- SHORT PROBLEM:
Check each statement against the text on The Wounded Deer below and answer yes or no, quoting the deciding words: (a) the painting is oil on masonite; (b) Kahlo was injured in the bus accident at age 16; (c) Kahlo's mother was German.

- EXTRACTED TEXT:
-----

- Artist: Frida Kahlo
- Year: 1946
- Type: Oil on masonite
- Dimensions: 22.4 cm × 30 cm (8.8 in × 12 in)
- Owner: Private collection

= The Wounded Deer =

1946 painting by Frida Kahlo

The Wounded Deer (El venado herido in Spanish) is an oil painting by Mexican artist Frida Kahlo created in 1946. It is also known as The Little Deer. Through The Wounded Deer, Kahlo shares her enduring physical and emotional suffering with her audience, as she did throughout her creative oeuvre. This painting in particular was created towards the end of Kahlo's life, when her health was in decline. Kahlo combines pre-Columbian, Buddhist, and Christian symbols to express her wide spectrum of influences and beliefs.

Kahlo was injured at the age of 18 in a bus accident that resulted in serious injuries to her entire body. Her spine, ribs, pelvis, right leg, and abdomen were particularly damaged. She would deal with the injuries from this accident for the rest of her life. Kahlo painted this self-portrait after an operation on her spine, which would leave her bedridden for almost a year. During her recovery, she wore a steel corset, which can be seen in her late self-portraits. Her right leg would eventually be amputated up to her knee, as a result of gangrene.

The variety of cultural influences reflect Kahlo's own background. She had a German father and a Mexican mother, thus she was aware of traditional European and Mexican ideas during her childhood. It is also known that Kahlo was interested in Eastern Religion during the later years of her life.

In 1940, Kahlo married fellow Mexican artist Diego Rivera for the second time. Their second marriage saw many of the same problems as their first, filled with jealousy, affairs, and arguments.

-----

- SUPPLIED DATA:
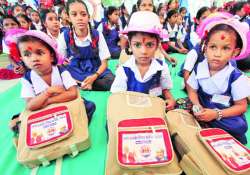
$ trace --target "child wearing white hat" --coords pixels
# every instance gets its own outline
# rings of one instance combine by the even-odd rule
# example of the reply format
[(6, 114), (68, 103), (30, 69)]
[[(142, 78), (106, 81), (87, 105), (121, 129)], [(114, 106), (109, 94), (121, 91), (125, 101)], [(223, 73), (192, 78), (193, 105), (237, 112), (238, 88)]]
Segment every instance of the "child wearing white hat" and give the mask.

-----

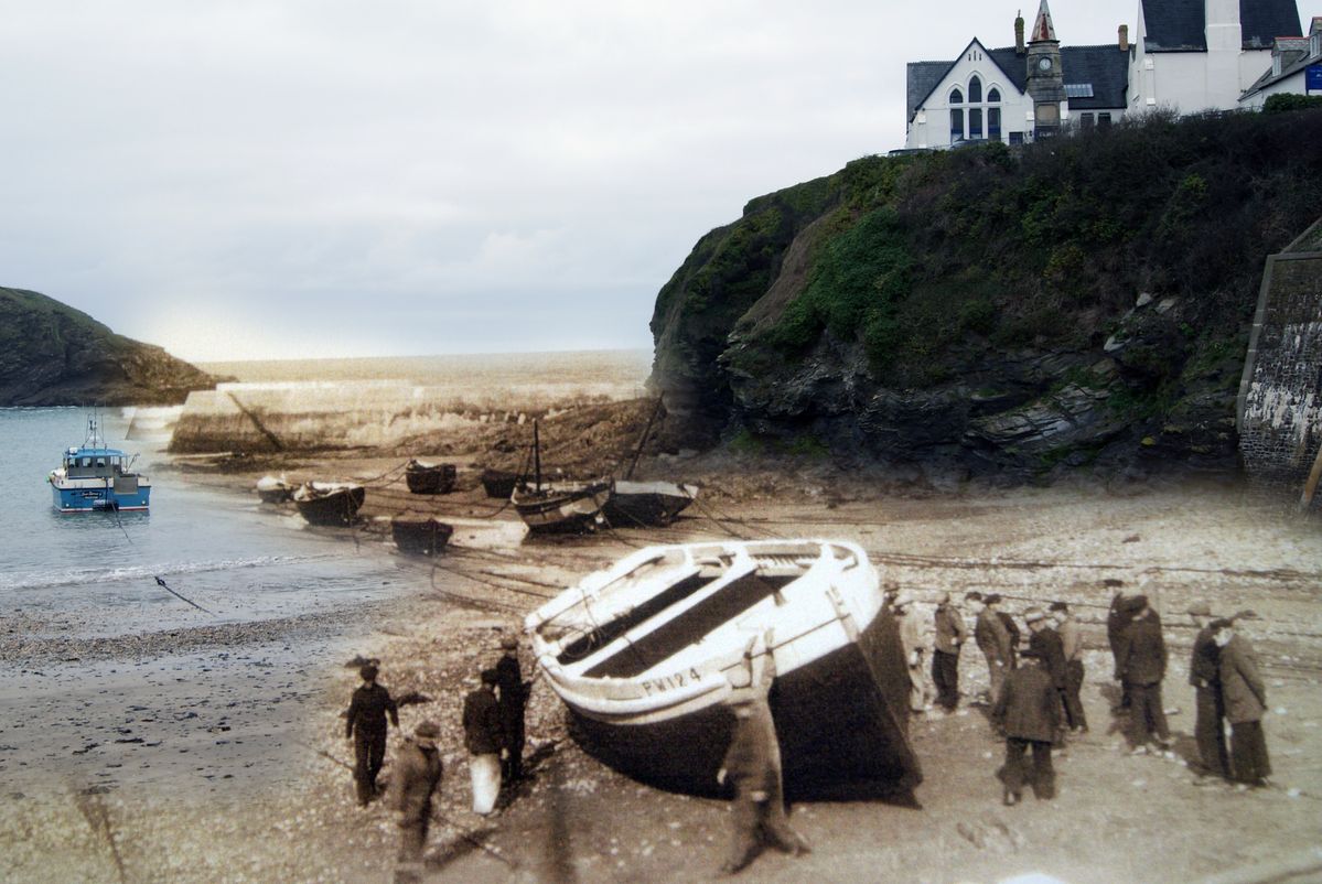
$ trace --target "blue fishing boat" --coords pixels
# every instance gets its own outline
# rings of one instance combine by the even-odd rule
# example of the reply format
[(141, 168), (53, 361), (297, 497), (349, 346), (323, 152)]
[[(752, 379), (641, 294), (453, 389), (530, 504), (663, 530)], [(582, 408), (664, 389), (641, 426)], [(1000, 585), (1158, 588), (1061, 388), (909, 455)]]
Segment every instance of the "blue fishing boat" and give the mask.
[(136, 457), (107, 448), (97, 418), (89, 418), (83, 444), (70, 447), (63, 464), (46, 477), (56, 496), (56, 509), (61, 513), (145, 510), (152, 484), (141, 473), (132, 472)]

-----

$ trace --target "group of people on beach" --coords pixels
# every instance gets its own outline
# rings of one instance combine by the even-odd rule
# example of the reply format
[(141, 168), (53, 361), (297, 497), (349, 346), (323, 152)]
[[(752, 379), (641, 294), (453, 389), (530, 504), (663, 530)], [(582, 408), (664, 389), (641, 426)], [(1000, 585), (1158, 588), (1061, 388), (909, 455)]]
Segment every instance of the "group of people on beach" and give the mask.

-----

- IN RESPONSE:
(a) Yes: "Oil on masonite"
(b) No: "Kahlo was injured at the age of 18 in a bus accident"
(c) No: "She had a German father and a Mexican mother"